* WORK ITEM *
The records below are to be restated word for word; their pictures are not.

* DATASET *
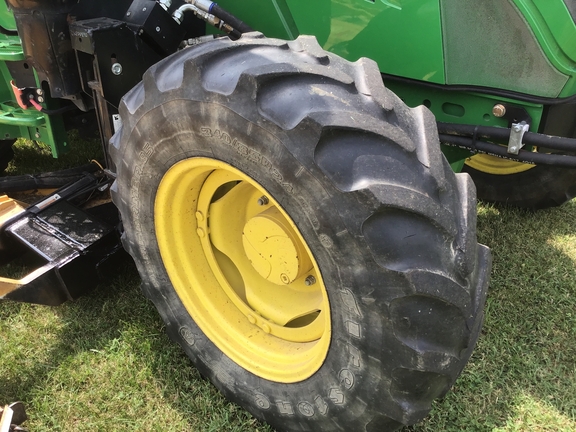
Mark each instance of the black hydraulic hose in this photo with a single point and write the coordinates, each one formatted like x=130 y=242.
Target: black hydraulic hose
x=503 y=135
x=525 y=156
x=230 y=19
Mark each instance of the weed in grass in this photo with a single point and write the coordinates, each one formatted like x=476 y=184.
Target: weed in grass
x=104 y=362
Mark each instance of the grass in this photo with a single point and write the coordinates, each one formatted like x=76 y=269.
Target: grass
x=104 y=363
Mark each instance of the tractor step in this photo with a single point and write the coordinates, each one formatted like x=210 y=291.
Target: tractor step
x=62 y=246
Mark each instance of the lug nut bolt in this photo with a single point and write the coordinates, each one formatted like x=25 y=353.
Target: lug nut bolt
x=310 y=280
x=116 y=68
x=499 y=110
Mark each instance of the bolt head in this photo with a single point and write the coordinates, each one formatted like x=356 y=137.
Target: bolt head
x=310 y=280
x=116 y=68
x=499 y=110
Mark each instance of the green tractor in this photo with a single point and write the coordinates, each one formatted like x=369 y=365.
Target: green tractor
x=295 y=181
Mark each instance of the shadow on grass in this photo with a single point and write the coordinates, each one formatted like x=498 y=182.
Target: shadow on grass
x=100 y=340
x=521 y=376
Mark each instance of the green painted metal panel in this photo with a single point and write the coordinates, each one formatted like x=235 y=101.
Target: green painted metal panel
x=555 y=30
x=270 y=17
x=403 y=36
x=7 y=21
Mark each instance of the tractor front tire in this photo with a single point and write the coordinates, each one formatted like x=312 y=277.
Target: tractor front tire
x=300 y=233
x=533 y=187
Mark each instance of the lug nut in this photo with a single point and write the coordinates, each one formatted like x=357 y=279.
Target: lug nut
x=116 y=68
x=310 y=280
x=499 y=110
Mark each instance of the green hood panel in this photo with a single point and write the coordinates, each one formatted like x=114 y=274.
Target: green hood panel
x=488 y=43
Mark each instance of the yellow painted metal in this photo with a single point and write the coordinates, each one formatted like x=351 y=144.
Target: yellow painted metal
x=494 y=165
x=242 y=269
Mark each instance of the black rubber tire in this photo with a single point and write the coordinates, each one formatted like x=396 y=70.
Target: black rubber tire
x=390 y=225
x=537 y=188
x=6 y=153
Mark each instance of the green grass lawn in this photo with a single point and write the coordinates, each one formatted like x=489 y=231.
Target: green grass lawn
x=104 y=363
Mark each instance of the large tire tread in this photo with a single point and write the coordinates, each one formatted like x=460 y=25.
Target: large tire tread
x=379 y=164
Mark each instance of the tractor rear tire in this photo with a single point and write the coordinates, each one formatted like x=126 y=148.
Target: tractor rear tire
x=376 y=302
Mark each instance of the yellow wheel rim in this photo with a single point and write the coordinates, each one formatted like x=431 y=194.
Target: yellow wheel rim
x=494 y=165
x=242 y=270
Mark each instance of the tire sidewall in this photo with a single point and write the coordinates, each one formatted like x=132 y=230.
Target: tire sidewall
x=333 y=393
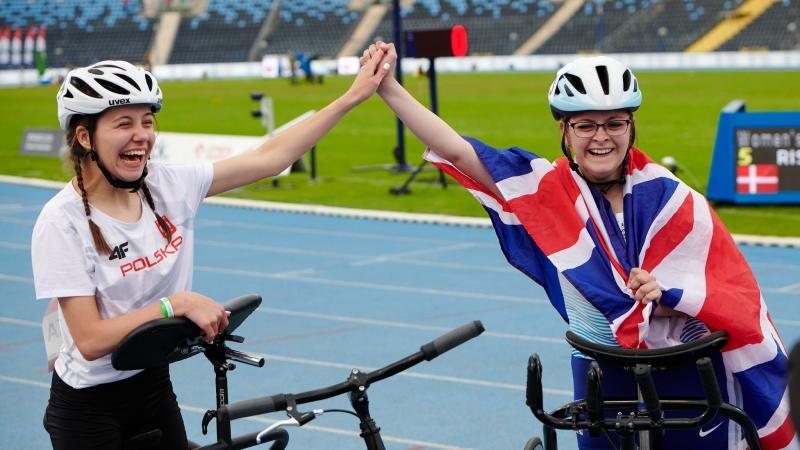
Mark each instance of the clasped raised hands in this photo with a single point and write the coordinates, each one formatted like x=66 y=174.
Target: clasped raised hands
x=376 y=64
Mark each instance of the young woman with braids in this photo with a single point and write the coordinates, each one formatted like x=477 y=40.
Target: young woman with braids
x=115 y=247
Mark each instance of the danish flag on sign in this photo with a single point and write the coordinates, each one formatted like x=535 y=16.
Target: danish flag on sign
x=757 y=179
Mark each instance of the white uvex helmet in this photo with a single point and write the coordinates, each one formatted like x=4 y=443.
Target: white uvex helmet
x=596 y=83
x=93 y=89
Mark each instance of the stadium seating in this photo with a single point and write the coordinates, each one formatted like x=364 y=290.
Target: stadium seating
x=80 y=32
x=637 y=26
x=317 y=28
x=495 y=27
x=777 y=29
x=224 y=34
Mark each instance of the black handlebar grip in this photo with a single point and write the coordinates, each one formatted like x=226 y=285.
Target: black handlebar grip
x=709 y=379
x=255 y=406
x=451 y=339
x=594 y=393
x=648 y=390
x=533 y=385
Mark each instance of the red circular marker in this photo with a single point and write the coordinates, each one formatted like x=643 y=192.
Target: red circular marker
x=458 y=41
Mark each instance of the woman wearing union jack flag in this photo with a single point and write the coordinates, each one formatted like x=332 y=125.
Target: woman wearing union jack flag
x=628 y=254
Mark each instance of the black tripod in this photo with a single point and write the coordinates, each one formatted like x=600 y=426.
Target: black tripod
x=435 y=108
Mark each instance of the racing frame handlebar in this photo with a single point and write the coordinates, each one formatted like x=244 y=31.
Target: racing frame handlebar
x=357 y=381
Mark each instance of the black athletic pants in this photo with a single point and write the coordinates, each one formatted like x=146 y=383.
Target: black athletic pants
x=107 y=415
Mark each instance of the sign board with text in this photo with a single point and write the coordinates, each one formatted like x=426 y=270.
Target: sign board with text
x=756 y=157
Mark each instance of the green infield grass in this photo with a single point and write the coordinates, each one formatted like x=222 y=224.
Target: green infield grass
x=678 y=118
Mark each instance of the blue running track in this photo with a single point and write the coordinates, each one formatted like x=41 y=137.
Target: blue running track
x=341 y=293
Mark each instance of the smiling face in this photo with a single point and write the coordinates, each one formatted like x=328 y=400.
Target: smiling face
x=123 y=140
x=599 y=156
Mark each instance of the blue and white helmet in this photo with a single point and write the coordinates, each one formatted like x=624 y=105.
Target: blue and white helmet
x=93 y=89
x=595 y=83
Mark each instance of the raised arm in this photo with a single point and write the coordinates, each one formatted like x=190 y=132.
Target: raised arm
x=276 y=154
x=429 y=128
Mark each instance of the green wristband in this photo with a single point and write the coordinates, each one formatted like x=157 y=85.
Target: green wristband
x=166 y=307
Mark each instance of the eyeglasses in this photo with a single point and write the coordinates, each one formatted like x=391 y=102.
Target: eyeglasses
x=615 y=127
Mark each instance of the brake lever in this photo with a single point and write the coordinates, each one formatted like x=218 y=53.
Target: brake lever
x=297 y=420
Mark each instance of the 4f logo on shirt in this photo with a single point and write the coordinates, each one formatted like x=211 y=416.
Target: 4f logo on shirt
x=172 y=228
x=119 y=252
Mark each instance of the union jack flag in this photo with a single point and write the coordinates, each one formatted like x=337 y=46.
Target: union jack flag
x=553 y=226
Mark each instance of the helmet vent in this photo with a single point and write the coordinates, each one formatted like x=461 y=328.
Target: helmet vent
x=110 y=66
x=602 y=75
x=83 y=87
x=112 y=87
x=129 y=80
x=576 y=83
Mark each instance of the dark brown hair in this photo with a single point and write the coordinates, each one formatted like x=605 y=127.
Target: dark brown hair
x=77 y=154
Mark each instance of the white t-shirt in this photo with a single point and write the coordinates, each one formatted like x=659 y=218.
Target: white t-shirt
x=142 y=268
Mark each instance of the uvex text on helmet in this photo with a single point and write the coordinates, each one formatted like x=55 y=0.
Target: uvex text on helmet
x=93 y=89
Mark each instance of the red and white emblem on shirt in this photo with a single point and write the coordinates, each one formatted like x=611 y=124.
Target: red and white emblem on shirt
x=757 y=179
x=171 y=226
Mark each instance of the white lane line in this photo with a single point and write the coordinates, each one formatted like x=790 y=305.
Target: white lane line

* WRITTEN REPLY *
Mark each instance of the black hydraulic hose in this photo with a single point and write the coordinates, each one formatted like x=130 y=242.
Target: black hydraulic hose
x=503 y=135
x=525 y=156
x=230 y=19
Mark each instance of the weed in grass in this photo with a single point and write the coordinates, each one formatted like x=476 y=184.
Target: weed in grass
x=104 y=362
Mark each instance of the grass in this photo with a single point and write the coordinates, each one formatted like x=76 y=269.
Target: grass
x=104 y=363
Mark each instance of the tractor step in this photo with a single point and write the coordinates, each one formatted like x=210 y=291.
Target: tractor step
x=62 y=246
Mark each instance of the lug nut bolt in this photo with a single point and write the coordinates, each one formatted like x=25 y=353.
Target: lug nut bolt
x=310 y=280
x=116 y=68
x=499 y=110
Mark each instance of the bolt head in this photo with a single point and write the coordinates, each one formatted like x=356 y=137.
Target: bolt head
x=310 y=280
x=116 y=68
x=499 y=110
Mark each instance of the green tractor in this photo with a single point and write the coordinates, each one formatted like x=369 y=365.
Target: green tractor
x=295 y=181
Mark each instance of the shadow on grass in this photo with a single point and write the coordinates, each one formatted like x=498 y=182.
Target: shadow on grass
x=100 y=340
x=521 y=376
Mark each instance of the green painted metal panel in this photo with a single point and write the coordinates, each one formatted like x=235 y=101.
Target: green painted metal panel
x=555 y=30
x=270 y=17
x=403 y=36
x=7 y=21
Mark each instance of the tractor front tire in this photo with a single point and write the coordinates, each one formatted like x=312 y=277.
Target: tractor front tire
x=300 y=233
x=533 y=187
Mark each instance of the lug nut in this photo with a single point and write the coordinates, each one formatted like x=357 y=279.
Target: lug nut
x=116 y=68
x=310 y=280
x=499 y=110
Mark each instance of the green hood panel in this photo with a single point and write the coordinates, each one formatted like x=114 y=274.
Target: green hood panel
x=488 y=43
Mark each instance of the yellow painted metal in this photo with a single point and write the coordinates, each one formatted like x=351 y=144.
Target: yellow painted metal
x=494 y=165
x=242 y=269
Mark each instance of the black rubber tire in this photo with a single point and write the coordinates, each one formatted like x=396 y=70.
Target: black rubber tire
x=390 y=225
x=537 y=188
x=6 y=153
Mark each instance of the green grass lawn in this photo with a single point and write the coordinates, each one formatted like x=489 y=231.
Target: green grass lawn
x=104 y=363
Mark each instance of the large tire tread in this photo with a single point and write the coordinates, each one formatted like x=460 y=25.
Target: large tire tread
x=379 y=164
Mark each instance of the tractor rear tire in this photo with a single point and write the coordinates, each one formatted like x=126 y=148.
Target: tractor rear tire
x=376 y=302
Mark each instance of the yellow wheel rim in this photo with a single point and write the coordinates, each one formatted like x=431 y=194.
Target: yellow wheel rim
x=494 y=165
x=242 y=270
Mark each instance of the tire sidewall in this photo with a single point and write the coordinates, each one formatted like x=132 y=230.
Target: tire sidewall
x=333 y=393
Mark each instance of the clasped raised hands in this photo with a single point and write the coordinates, each one formatted like x=66 y=174.
Target: clasped raised hands
x=376 y=64
Mark each instance of the young woman with braids in this photo with a single point and write the coordinates, each one formatted like x=477 y=40.
Target: young woman with braids
x=115 y=247
Mark each instance of the danish flag on sign in this photo with a single point and write the coordinates, each one formatted like x=535 y=16.
Target: danish flag on sign
x=757 y=179
Mark each instance of the white uvex helmet in this photo with a single point and write the coordinates, each one formatted like x=4 y=443.
Target: white uvex helmet
x=596 y=83
x=93 y=89
Mark each instance of the stadium seating in this photo with a single point and write the coordinates, each one formatted like x=364 y=290.
Target: stadium seating
x=80 y=32
x=637 y=26
x=317 y=28
x=495 y=27
x=777 y=29
x=224 y=34
Mark each instance of the black handlebar grip in this photo with a single point and write the coordinates, each one formatted like x=226 y=285.
Target: black handlebar grip
x=709 y=379
x=255 y=406
x=451 y=339
x=594 y=393
x=648 y=390
x=533 y=385
Mark each instance of the red circular marker in this photo with a single point and write the coordinates, each one formatted like x=643 y=192.
Target: red circular marker
x=458 y=41
Mark each instance of the woman wearing union jack flag in this photo with a single point and write the coordinates, each one formatted like x=332 y=125.
Target: woman wearing union jack flag
x=628 y=254
Mark each instance of the black tripod in this photo with a single point and write the coordinates, each one formatted like x=600 y=426.
Target: black tripod
x=435 y=108
Mark each instance of the racing frame handlebar in this photo with a single point and write the coordinates, each one formatted like x=244 y=31.
Target: racing frame handlebar
x=357 y=381
Mark each instance of the black athletic pants in this photo with a single point and write the coordinates, each one formatted like x=146 y=383.
Target: black athletic pants
x=107 y=415
Mark each instance of the sign board with text in this photo with a single point and write the coordinates, each one formatted like x=426 y=270.
Target: sign board with text
x=756 y=157
Mark each instance of the green infield grass in this photo with a single point and write the coordinates, each one formatted like x=222 y=224.
Target: green infield grass
x=678 y=118
Mark each instance of the blue running track in this photo with a single point and write the coordinates, each one formatted like x=41 y=137.
Target: blue running track
x=341 y=293
Mark each instance of the smiling face in this photo with a single point and write the coordinates, each one formatted like x=328 y=400.
Target: smiling face
x=123 y=140
x=599 y=156
Mark each instance of the blue and white helmet in this photo with a single point and write the coordinates, each one formatted like x=624 y=105.
Target: blue and white helmet
x=93 y=89
x=595 y=83
Mark each instance of the raised arm in this photo with a single point and write the coordinates, each one formatted like x=190 y=132.
Target: raised arm
x=276 y=154
x=429 y=128
Mark each instance of the green wristband in this photo with a single point and write the coordinates, each one formatted like x=157 y=85.
Target: green wristband
x=166 y=307
Mark each instance of the eyeglasses in this photo with a single point and write the coordinates, each one formatted like x=391 y=102.
Target: eyeglasses
x=615 y=127
Mark each instance of the brake lever in this photo with a single point and write the coordinates, each one formatted like x=218 y=53.
Target: brake lever
x=297 y=420
Mark each instance of the 4f logo on shirt in this photo with a single point and write the coordinates, each one formatted like x=211 y=416.
Target: 4f logo on shirt
x=172 y=228
x=119 y=252
Mark each instance of the union jack flag in this photo with a single point and write the coordinates, each one formatted like x=337 y=46.
Target: union jack flag
x=553 y=226
Mark each instance of the helmet vent in this photo with a single point and write the coordinates, each one formatted like x=461 y=328.
Target: helmet vent
x=110 y=66
x=602 y=75
x=83 y=87
x=112 y=87
x=129 y=80
x=576 y=83
Mark each instance of the dark brown hair in this photo with a single point and write the coordinates, each one formatted like x=605 y=127.
Target: dark brown hair
x=77 y=154
Mark each instance of the white t-shirt in this photo with a single point and write the coordinates, each one formatted like x=659 y=218.
Target: white t-shirt
x=142 y=268
Mark each instance of the uvex text on helmet in this photo with a single point and write the coordinates, each one formatted like x=55 y=0.
Target: uvex text on helmet
x=93 y=89
Mark each instance of the red and white emblem on shirt in this photo with a single point and write the coordinates, each one formatted like x=611 y=124.
Target: red and white emblem on shirt
x=757 y=179
x=171 y=226
Mark each instance of the white lane line in this photo with a single point and write the coordinates, each one formatted like x=790 y=305.
Target: white lane line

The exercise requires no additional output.